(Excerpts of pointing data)

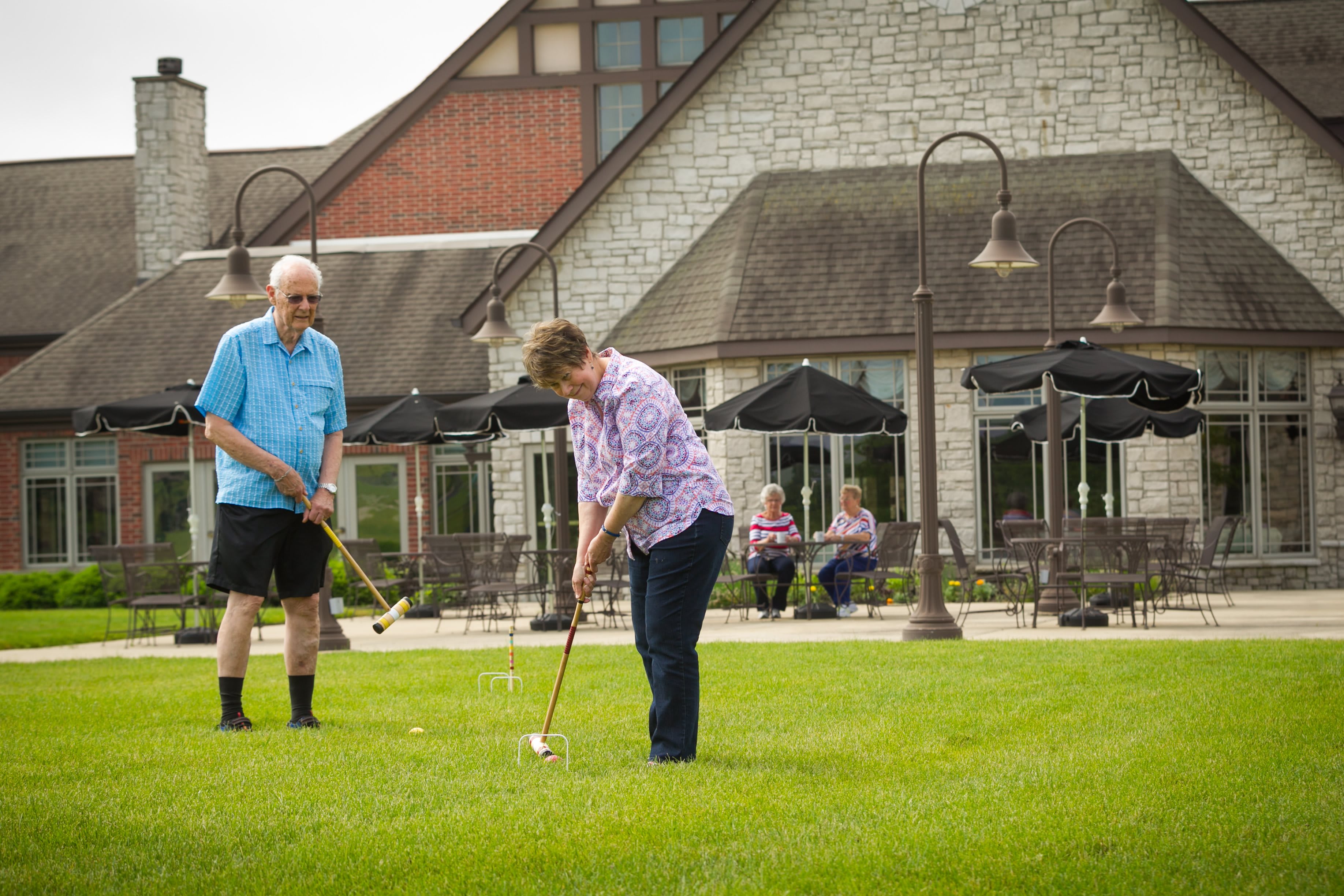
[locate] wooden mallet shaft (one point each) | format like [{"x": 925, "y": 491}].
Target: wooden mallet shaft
[
  {"x": 560, "y": 676},
  {"x": 381, "y": 625}
]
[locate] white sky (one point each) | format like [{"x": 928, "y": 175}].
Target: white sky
[{"x": 280, "y": 73}]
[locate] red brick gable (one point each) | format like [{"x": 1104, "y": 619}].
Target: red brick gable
[{"x": 476, "y": 162}]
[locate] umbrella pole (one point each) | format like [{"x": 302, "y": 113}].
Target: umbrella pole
[{"x": 420, "y": 524}]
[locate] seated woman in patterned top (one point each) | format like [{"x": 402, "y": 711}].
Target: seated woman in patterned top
[
  {"x": 854, "y": 530},
  {"x": 773, "y": 527}
]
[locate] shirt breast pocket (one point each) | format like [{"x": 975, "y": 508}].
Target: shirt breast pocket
[{"x": 316, "y": 394}]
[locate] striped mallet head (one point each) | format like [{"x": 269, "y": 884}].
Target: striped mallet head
[{"x": 396, "y": 613}]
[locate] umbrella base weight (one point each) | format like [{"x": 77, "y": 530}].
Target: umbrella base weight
[{"x": 1074, "y": 619}]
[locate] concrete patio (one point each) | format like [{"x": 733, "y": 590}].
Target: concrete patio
[{"x": 1258, "y": 615}]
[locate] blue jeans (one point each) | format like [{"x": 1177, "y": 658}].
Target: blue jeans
[
  {"x": 839, "y": 591},
  {"x": 670, "y": 593},
  {"x": 783, "y": 570}
]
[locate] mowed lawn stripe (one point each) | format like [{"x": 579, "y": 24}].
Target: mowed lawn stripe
[{"x": 824, "y": 768}]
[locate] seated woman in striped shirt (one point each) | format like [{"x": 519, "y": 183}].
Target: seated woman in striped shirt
[
  {"x": 854, "y": 530},
  {"x": 773, "y": 527}
]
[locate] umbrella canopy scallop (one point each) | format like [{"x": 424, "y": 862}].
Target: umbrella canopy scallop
[
  {"x": 807, "y": 401},
  {"x": 1081, "y": 369},
  {"x": 164, "y": 413},
  {"x": 1109, "y": 419}
]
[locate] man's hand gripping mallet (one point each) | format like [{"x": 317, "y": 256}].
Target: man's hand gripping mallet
[{"x": 393, "y": 613}]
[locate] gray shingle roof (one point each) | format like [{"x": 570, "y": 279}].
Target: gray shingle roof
[
  {"x": 1300, "y": 44},
  {"x": 832, "y": 253},
  {"x": 389, "y": 312},
  {"x": 68, "y": 228}
]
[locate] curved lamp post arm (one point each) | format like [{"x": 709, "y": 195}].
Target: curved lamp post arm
[
  {"x": 556, "y": 277},
  {"x": 1050, "y": 266},
  {"x": 312, "y": 208},
  {"x": 1004, "y": 197}
]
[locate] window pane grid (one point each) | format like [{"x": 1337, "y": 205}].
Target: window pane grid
[
  {"x": 680, "y": 41},
  {"x": 617, "y": 45},
  {"x": 620, "y": 108}
]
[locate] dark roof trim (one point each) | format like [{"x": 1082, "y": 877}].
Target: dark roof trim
[
  {"x": 1000, "y": 339},
  {"x": 392, "y": 127},
  {"x": 624, "y": 155},
  {"x": 1257, "y": 77}
]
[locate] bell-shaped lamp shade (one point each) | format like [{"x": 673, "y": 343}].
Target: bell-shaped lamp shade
[
  {"x": 1003, "y": 253},
  {"x": 238, "y": 287},
  {"x": 496, "y": 330},
  {"x": 1117, "y": 315}
]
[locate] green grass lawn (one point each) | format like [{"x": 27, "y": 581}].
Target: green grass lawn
[
  {"x": 54, "y": 628},
  {"x": 824, "y": 769}
]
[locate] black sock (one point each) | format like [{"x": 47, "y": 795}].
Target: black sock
[
  {"x": 230, "y": 698},
  {"x": 300, "y": 696}
]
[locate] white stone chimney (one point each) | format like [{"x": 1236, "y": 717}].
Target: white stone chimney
[{"x": 171, "y": 178}]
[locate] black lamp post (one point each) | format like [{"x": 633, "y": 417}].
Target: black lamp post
[
  {"x": 1117, "y": 316},
  {"x": 238, "y": 287},
  {"x": 1003, "y": 254},
  {"x": 496, "y": 332}
]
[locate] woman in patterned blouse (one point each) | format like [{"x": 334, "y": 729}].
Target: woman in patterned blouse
[
  {"x": 774, "y": 527},
  {"x": 643, "y": 469},
  {"x": 854, "y": 530}
]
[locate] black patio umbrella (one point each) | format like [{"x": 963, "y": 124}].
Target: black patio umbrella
[
  {"x": 408, "y": 421},
  {"x": 1082, "y": 369},
  {"x": 516, "y": 407},
  {"x": 159, "y": 413},
  {"x": 1109, "y": 419},
  {"x": 807, "y": 401}
]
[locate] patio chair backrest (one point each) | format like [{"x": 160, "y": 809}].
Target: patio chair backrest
[
  {"x": 1212, "y": 539},
  {"x": 897, "y": 547}
]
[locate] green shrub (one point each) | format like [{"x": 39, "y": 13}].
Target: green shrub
[
  {"x": 31, "y": 590},
  {"x": 82, "y": 590}
]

## EXERCISE BRIEF
Quote every entry exactly, with the pictures omitted.

## TASK ANSWER
[locate] wooden mallet shaft (one point each) | format like [{"x": 925, "y": 491}].
Target: wooden mallet shaft
[
  {"x": 560, "y": 676},
  {"x": 381, "y": 625}
]
[locate] white sky (one point each) | format like [{"x": 928, "y": 175}].
Target: white sky
[{"x": 280, "y": 73}]
[locate] red brick gable (one point each) | format like [{"x": 1104, "y": 619}].
Target: red brick gable
[{"x": 476, "y": 162}]
[locate] umbrella pole (one point each) | format like [{"x": 302, "y": 113}].
Target: umbrella pole
[{"x": 420, "y": 524}]
[locate] seated woman in patterned top (one point each) | format like [{"x": 402, "y": 711}].
Target: seated woman in patterned top
[
  {"x": 854, "y": 530},
  {"x": 773, "y": 527}
]
[locate] shirt breast pocket (one point each) | format like [{"x": 975, "y": 508}].
Target: shirt breast pocket
[{"x": 316, "y": 394}]
[locate] striped mallet head (one point each) | format like [{"x": 269, "y": 884}].
Target: striped mallet head
[{"x": 396, "y": 613}]
[locate] umbrella base weight (one point each) | format like [{"x": 77, "y": 530}].
Target: umbrella base weight
[{"x": 1074, "y": 619}]
[locate] concrete patio (one point each) | format like [{"x": 733, "y": 590}].
Target: concrete patio
[{"x": 1258, "y": 615}]
[locate] blue jeans (one point each) | format like [{"x": 1177, "y": 658}].
Target: blue jeans
[
  {"x": 839, "y": 591},
  {"x": 670, "y": 593},
  {"x": 783, "y": 570}
]
[locate] mowed lawn stripe (one point each) | format like [{"x": 579, "y": 24}].
Target: mowed lawn stripe
[{"x": 824, "y": 768}]
[locate] seated woman in striped shirt (one point each) | format like [{"x": 519, "y": 183}].
Target: seated woman in striped shirt
[
  {"x": 854, "y": 530},
  {"x": 773, "y": 527}
]
[locate] umbrella canopy scallop (one point each) | format like [{"x": 424, "y": 862}].
Target: umbrella canopy scallop
[
  {"x": 807, "y": 401},
  {"x": 1081, "y": 369},
  {"x": 164, "y": 413},
  {"x": 1109, "y": 419}
]
[locate] man's hand gripping mallet (one point each) | format like [{"x": 317, "y": 256}].
Target: man's hand gripping mallet
[{"x": 393, "y": 613}]
[locate] gray shingle roof (one point each) | format like [{"x": 570, "y": 279}].
Target: gray shingle roof
[
  {"x": 1300, "y": 44},
  {"x": 832, "y": 253},
  {"x": 389, "y": 312},
  {"x": 68, "y": 228}
]
[locate] curved lamp post arm (one point each) | format like [{"x": 709, "y": 195}].
Target: curved lamp post arm
[
  {"x": 556, "y": 277},
  {"x": 1050, "y": 266},
  {"x": 312, "y": 208},
  {"x": 1004, "y": 197}
]
[locate] window pane grid (one point each) | format like [{"x": 1337, "y": 205}].
Target: window pane grid
[
  {"x": 680, "y": 41},
  {"x": 617, "y": 45},
  {"x": 620, "y": 108}
]
[locate] dark roof trim (one point each) | format like [{"x": 1082, "y": 877}].
Target: dark roof trim
[
  {"x": 1000, "y": 339},
  {"x": 392, "y": 127},
  {"x": 624, "y": 155},
  {"x": 1257, "y": 77}
]
[locate] bell-shaped lamp shade (one point each) | format like [{"x": 673, "y": 343}].
Target: bell-shaped lamp shade
[
  {"x": 1003, "y": 253},
  {"x": 238, "y": 287},
  {"x": 496, "y": 330},
  {"x": 1117, "y": 315}
]
[locate] green grass lawn (one point each) | format like [{"x": 27, "y": 581}].
Target: green grass lawn
[
  {"x": 54, "y": 628},
  {"x": 824, "y": 769}
]
[locate] black sock (one point each) | format like [{"x": 47, "y": 795}].
Target: black sock
[
  {"x": 230, "y": 698},
  {"x": 300, "y": 696}
]
[locate] white stone chimney (one point each) | format like [{"x": 1236, "y": 717}].
Target: white stone chimney
[{"x": 171, "y": 178}]
[locate] black lamp post (one point each) | format like [{"x": 633, "y": 417}].
Target: black lamp post
[
  {"x": 1117, "y": 316},
  {"x": 238, "y": 287},
  {"x": 1003, "y": 254},
  {"x": 496, "y": 332}
]
[locate] woman in patterned blouse (one point each) | format like [{"x": 334, "y": 729}].
Target: woman in patterned blouse
[
  {"x": 774, "y": 527},
  {"x": 643, "y": 469},
  {"x": 854, "y": 530}
]
[locate] black patio umbrella (one point each) | format like [{"x": 963, "y": 124}].
Target: black patio umbrella
[
  {"x": 408, "y": 421},
  {"x": 1082, "y": 369},
  {"x": 516, "y": 407},
  {"x": 159, "y": 413},
  {"x": 1109, "y": 419},
  {"x": 807, "y": 401}
]
[locate] patio chair backrest (one point each) | format like [{"x": 160, "y": 809}].
Target: patio chair backrest
[
  {"x": 1212, "y": 539},
  {"x": 897, "y": 547}
]
[locate] green shrub (one point each) | format like [{"x": 39, "y": 13}].
Target: green shrub
[
  {"x": 31, "y": 590},
  {"x": 82, "y": 590}
]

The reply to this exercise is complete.